### Data provided:
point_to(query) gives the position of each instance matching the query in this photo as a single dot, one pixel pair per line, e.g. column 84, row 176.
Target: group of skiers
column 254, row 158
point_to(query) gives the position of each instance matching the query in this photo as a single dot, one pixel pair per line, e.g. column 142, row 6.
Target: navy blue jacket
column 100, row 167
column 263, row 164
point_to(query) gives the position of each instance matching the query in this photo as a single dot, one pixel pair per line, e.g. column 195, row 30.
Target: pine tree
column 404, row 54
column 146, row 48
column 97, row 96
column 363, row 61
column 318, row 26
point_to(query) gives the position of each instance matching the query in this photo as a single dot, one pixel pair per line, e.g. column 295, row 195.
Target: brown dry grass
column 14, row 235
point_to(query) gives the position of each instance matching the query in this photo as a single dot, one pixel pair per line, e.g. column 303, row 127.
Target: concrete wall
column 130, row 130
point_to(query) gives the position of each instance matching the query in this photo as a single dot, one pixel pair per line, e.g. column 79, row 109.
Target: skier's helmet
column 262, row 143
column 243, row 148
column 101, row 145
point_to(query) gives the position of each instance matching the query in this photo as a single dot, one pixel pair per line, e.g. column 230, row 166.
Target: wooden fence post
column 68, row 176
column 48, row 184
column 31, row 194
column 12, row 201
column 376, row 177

### Exercise aim:
Search the entries for the word "this" and copy every line that holds it.

### Answer section:
point_to(query) gives the position of each instance matching the query in this photo as a single dot, one pixel pair per line, e.g. column 84, row 176.
point_to(query) gives the position of each instance matching the query in this photo as a single dot, one pixel pair per line, e.g. column 142, row 6.
point_to(query) gives the position of each instance matching the query in this photo as a single dot, one pixel pair per line, e.g. column 195, row 30.
point_to(query) gives the position of each instance matching the query in this photo as a single dot, one pixel pair per line, e.g. column 295, row 195.
point_to(query) gives the position of each instance matching the query in this photo as a single dot, one pixel pair per line, e.g. column 303, row 127.
point_to(query) gives the position of each instance matching the query in this photo as a single dot, one pixel pair per line, e.g. column 79, row 109.
point_to(query) gives the position of each instance matching the query in this photo as a single dot, one pixel pair per line, e.g. column 230, row 166.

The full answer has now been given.